## Data under study
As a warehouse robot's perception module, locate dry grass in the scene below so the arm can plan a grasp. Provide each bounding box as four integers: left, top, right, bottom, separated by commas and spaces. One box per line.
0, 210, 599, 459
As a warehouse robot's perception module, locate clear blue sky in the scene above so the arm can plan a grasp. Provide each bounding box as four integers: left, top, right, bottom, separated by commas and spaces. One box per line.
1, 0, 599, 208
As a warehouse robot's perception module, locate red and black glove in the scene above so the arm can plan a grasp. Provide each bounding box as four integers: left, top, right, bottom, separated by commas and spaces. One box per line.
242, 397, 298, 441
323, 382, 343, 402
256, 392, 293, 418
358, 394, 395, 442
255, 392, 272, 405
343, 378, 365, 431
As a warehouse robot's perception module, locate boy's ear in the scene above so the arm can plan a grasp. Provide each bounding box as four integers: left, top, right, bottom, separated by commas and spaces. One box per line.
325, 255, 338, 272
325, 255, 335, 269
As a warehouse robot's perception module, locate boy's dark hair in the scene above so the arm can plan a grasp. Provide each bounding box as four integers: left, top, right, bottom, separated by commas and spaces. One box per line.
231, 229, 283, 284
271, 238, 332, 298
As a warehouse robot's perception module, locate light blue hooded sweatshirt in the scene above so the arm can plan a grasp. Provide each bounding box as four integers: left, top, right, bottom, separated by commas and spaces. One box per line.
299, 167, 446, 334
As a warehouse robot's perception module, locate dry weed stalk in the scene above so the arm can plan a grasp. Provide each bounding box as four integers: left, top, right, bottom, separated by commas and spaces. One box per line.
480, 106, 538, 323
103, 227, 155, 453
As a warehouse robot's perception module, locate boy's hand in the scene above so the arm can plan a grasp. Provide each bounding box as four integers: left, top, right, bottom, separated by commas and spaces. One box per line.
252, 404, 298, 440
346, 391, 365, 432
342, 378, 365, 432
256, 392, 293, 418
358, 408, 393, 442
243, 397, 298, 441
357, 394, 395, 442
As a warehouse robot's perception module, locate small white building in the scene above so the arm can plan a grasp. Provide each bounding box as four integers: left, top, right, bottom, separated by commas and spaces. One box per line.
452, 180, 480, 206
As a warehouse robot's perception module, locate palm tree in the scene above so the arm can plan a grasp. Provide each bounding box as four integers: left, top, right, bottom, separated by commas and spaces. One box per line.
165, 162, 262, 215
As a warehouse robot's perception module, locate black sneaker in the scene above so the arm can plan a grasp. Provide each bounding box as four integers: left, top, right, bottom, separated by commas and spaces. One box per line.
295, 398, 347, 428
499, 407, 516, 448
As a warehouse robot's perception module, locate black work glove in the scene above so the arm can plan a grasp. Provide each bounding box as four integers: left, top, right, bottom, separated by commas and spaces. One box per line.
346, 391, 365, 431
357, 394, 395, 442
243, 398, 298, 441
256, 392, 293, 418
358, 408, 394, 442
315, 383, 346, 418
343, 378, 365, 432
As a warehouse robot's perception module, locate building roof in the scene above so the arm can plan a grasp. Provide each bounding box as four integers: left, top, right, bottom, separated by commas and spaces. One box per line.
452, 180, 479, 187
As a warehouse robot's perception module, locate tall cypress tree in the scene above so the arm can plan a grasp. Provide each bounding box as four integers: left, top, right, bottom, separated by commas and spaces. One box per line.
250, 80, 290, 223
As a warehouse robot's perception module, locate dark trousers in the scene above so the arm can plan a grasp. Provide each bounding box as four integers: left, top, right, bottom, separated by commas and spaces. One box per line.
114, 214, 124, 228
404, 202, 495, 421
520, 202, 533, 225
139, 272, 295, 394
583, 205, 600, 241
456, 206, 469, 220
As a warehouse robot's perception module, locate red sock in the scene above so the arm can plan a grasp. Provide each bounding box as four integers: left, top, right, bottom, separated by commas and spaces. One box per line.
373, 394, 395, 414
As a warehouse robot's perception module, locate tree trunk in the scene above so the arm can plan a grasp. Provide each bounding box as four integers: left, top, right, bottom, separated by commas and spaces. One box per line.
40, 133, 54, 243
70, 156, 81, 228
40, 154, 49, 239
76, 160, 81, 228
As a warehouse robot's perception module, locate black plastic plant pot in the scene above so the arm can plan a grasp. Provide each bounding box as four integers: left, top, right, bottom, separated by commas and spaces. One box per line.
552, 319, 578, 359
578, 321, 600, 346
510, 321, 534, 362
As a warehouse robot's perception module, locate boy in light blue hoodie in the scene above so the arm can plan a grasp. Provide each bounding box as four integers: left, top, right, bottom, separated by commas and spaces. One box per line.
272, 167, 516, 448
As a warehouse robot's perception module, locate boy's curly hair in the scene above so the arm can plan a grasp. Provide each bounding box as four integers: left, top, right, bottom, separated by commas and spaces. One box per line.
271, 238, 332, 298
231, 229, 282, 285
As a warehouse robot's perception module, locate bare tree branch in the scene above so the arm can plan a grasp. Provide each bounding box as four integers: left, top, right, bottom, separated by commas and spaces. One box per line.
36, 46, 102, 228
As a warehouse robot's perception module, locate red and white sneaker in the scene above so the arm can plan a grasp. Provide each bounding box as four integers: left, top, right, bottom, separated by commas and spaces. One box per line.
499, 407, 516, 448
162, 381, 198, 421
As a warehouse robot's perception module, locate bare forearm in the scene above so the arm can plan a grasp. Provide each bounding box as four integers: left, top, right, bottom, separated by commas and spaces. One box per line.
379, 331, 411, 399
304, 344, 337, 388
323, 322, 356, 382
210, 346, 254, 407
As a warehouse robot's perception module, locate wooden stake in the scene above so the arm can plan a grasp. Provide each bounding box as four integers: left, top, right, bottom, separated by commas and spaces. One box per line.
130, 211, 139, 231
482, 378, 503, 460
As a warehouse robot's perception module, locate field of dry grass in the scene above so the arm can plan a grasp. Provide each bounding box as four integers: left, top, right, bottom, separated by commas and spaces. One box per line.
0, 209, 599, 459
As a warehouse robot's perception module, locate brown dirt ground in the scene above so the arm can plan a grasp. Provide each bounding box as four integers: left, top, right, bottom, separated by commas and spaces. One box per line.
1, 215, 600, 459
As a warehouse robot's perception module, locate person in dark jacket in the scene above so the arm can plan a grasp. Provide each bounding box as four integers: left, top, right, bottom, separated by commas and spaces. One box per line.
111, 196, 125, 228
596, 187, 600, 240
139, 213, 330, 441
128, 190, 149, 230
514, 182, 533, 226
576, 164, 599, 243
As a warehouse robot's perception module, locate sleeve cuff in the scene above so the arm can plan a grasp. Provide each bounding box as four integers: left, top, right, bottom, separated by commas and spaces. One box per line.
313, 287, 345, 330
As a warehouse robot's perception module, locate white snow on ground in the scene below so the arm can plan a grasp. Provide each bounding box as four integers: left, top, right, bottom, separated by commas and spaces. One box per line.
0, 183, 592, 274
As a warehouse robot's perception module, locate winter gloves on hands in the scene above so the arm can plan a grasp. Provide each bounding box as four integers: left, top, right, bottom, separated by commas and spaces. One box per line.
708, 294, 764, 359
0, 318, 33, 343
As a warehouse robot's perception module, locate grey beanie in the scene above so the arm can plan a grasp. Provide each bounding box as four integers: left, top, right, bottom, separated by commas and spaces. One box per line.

## Problem
Reproduce each line of the data without any change.

## Completed exercise
As a warehouse robot's perception module, locate dry grass in the scene below so the arm can plan a grasp. Provide each bounding box as four integers: left, top, right, bottom, separated by commas and spaces. One box per line.
0, 210, 599, 459
As a warehouse robot's perception module, locate clear blue sky in the scene above so the arm can plan a grasp. Provide each bounding box as four integers: left, top, right, bottom, separated by commas and spaces. One box per line.
1, 0, 599, 208
As a warehouse robot's perception module, locate red and black glove in the scene above so the arm can plan a grasp. Provide each bounding box as four integers: left, top, right, bottom, separated by commas and spaces. One box per line.
242, 397, 298, 441
323, 382, 343, 402
256, 392, 293, 418
358, 394, 395, 442
255, 392, 272, 405
343, 378, 365, 431
As a warehouse robot's perception module, locate boy's ear in the scene above so the arm can plan a grasp. Provide each bounding box as four integers: left, top, right, bottom, separated by commas and spaces. One box per line.
325, 255, 338, 272
325, 255, 335, 269
As a warehouse robot's perception module, locate boy's dark hair in the scene above so the arm can plan a grasp. Provide each bounding box as four integers: left, top, right, bottom, separated by commas and spaces. One box per line.
231, 229, 283, 284
271, 238, 332, 298
As a warehouse robot's perception module, locate light blue hooded sweatshirt in the scene above so the arm can plan a grasp. Provide each bounding box as four integers: left, top, right, bottom, separated by commas and spaces. One box per line.
299, 167, 446, 334
As a warehouse robot's perception module, locate dry weed stalk in the scene above so the arm can plan a grasp. Provide each bounding box as four integers: left, top, right, bottom, separated by commas and spaces. One box per line.
480, 106, 538, 323
103, 227, 155, 453
As a warehouse robot's perception module, locate boy's hand in the scene above so the arm can plan a grasp. Provide each bounding box as four integers: left, top, right, bottom, separated by commas and spaces. One box per line.
252, 404, 298, 440
346, 391, 365, 432
342, 378, 365, 432
256, 392, 293, 418
358, 408, 393, 442
243, 397, 298, 441
357, 394, 395, 442
As a warehouse robot's perception module, locate small white building in the scene above so the arm can plan a grasp. Provide each bounding box as four integers: left, top, right, bottom, separated by commas and spaces. One box per line.
452, 180, 480, 206
As a warehouse robot's perception module, locate palm tree in the scene above so the arm can plan a grasp. Provide each bounding box as four integers: left, top, right, bottom, separated by commas and spaces. One box per line.
165, 162, 262, 215
As a warehouse robot's perception module, locate black sneaker in the scene above so the arm can plan a grasp. Provide each bounding box as four integers: left, top, right, bottom, separated by commas and spaces. One box per line.
295, 398, 347, 428
499, 407, 516, 448
As a warehouse robot's perception module, locate black work glove in the scene above so the arm can plan a grasp. Provide each bounding box as four integers: left, top, right, bottom, separated by commas and spaces. One box per line.
346, 391, 365, 431
357, 394, 395, 442
243, 398, 298, 441
256, 392, 293, 418
358, 408, 394, 442
315, 383, 346, 418
343, 378, 365, 432
As a warehouse robot's perception module, locate building roof in the scene above so the arm can plan a grasp. Provide each bounding box as four integers: left, top, right, bottom, separated by commas and spaces. One box per line.
452, 180, 479, 187
As a warehouse robot's perception module, locate tall cypress tree in the scene above so the arm can plan a grasp. Provide each bounding box as four integers: left, top, right, bottom, separated by commas and spaces. One box per line.
250, 80, 290, 223
As a warehouse robot's perception module, locate dark trousers in the scene above so the arm can plan a grasp. Provide each bounding box as four integers: left, top, right, bottom, separated by commas and spaces. One box per line.
114, 214, 124, 228
404, 202, 495, 421
520, 202, 533, 225
139, 272, 295, 394
583, 205, 600, 241
456, 206, 469, 220
As a warehouse robot's perception module, locate red sock in the scene above so the arm can plan a grasp. Provide each bounding box as four integers: left, top, right, bottom, separated by commas and spaces. One box per line.
373, 394, 395, 414
As a warehouse robot's perception module, locate tree trunk in the scene above so the arm can plan a grasp. Provide each bounding box as four integers: left, top, right, bottom, separated by commas and spaces. One box per line.
40, 133, 54, 243
70, 156, 81, 228
40, 154, 49, 239
76, 160, 81, 228
As a warehouse robot's perception module, locate black plastic plant pot in the scene above so the arm can plan a grasp. Provide each bounding box as four integers: left, top, right, bottom, separated by commas and spaces. One box per line.
552, 319, 578, 359
578, 321, 600, 346
510, 321, 534, 362
As a warehouse robot's perception module, locate boy in light blue hoodie in the scene above so the arm can plan a grasp. Provide each bounding box as four integers: left, top, right, bottom, separated by commas and spaces. One box per line.
272, 167, 516, 448
As a warehouse robot's perception module, locate boy's curly hair in the scene above so the arm can plan a grasp. Provide each bounding box as four integers: left, top, right, bottom, separated by commas and spaces. One box per line.
271, 238, 332, 298
231, 229, 282, 285
As a warehouse robot's perception module, locate bare tree branch in the scene above so the arm can plan a grasp. Provide each bounding box as four integers: left, top, right, bottom, separated by commas and spaces. One box per line.
36, 46, 102, 228
As a warehouse robot's perception module, locate red and white sneaker in the scene above so the arm can plan a grasp. Provide each bounding box as four integers: left, top, right, bottom, separated by commas and spaces. One box per line.
499, 407, 516, 448
162, 381, 198, 421
As a warehouse robot's perception module, locate bare forearm in the scene above so the arm can plan a grasp. Provide each bounding box as four integers: left, top, right, bottom, separated by commas and spaces. One box per line.
379, 331, 411, 399
304, 344, 337, 388
323, 322, 356, 382
210, 346, 254, 407
As a warehouse robot's perception module, locate wooden stake in the scene above so the arm can plan a grasp. Provide each bounding box as four integers: left, top, right, bottom, separated by commas and spaces. One box per line.
130, 211, 139, 231
482, 378, 503, 460
As a warehouse robot's perception module, locate field of dry grass in the scene above so the arm can plan a grasp. Provide each bounding box as four integers: left, top, right, bottom, separated by commas and spaces. One box per line.
0, 209, 599, 459
As a warehouse robot's perception module, locate brown dirt ground in the scene above so the arm can plan a grasp. Provide each bounding box as four integers: left, top, right, bottom, separated by commas and spaces. One box per line.
1, 215, 600, 459
As a warehouse robot's perception module, locate person in dark jacket in the scene above so the arm can plan a grasp. Provide each bounding box as four integers: left, top, right, bottom, separated by commas and spaces. One box per line.
111, 196, 125, 228
596, 187, 600, 240
139, 213, 330, 441
128, 190, 149, 230
514, 182, 533, 226
576, 164, 599, 243
As a warehouse robot's perception module, locate sleeve cuff in the scene above so the arm can plan a grasp. Provide each bounding box as four integers: left, top, right, bottom, separated by commas and spaces. One box per line.
313, 287, 345, 330
As a warehouse robot's perception module, locate white snow on ground in the scene below so the arm can plan a grasp. Provide each bounding box as four integers: left, top, right, bottom, separated by commas and spaces. One box per line.
0, 183, 592, 274
As a warehouse robot's perception module, locate winter gloves on hands in the scene above so the arm can plan a grasp. Provide each bounding box as four integers: left, top, right, bottom, separated by commas and spaces. One box per line.
708, 294, 764, 359
0, 318, 33, 343
As a warehouse robot's perception module, locate grey beanie in the scene above so the arm can plan a grasp. Provide each bounding box as four integers: left, top, right, bottom, separated by commas and spaces. One box per line.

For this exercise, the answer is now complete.